* WHAT NEEDS TO BE DONE
Reproduce the lines below word for word, leaving nothing out and changing nothing.

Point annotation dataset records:
════

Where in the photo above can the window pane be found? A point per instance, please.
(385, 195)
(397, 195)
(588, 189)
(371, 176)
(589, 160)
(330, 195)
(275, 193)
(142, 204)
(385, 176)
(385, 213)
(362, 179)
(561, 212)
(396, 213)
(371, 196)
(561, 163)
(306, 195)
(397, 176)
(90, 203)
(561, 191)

════

* RIGHT ANSWER
Where in the photo above can the window pane be found? A point per instance, please.
(385, 195)
(397, 195)
(588, 189)
(371, 176)
(589, 160)
(330, 195)
(275, 193)
(142, 204)
(385, 176)
(385, 213)
(362, 179)
(561, 212)
(396, 213)
(371, 196)
(561, 163)
(306, 195)
(397, 176)
(90, 203)
(561, 191)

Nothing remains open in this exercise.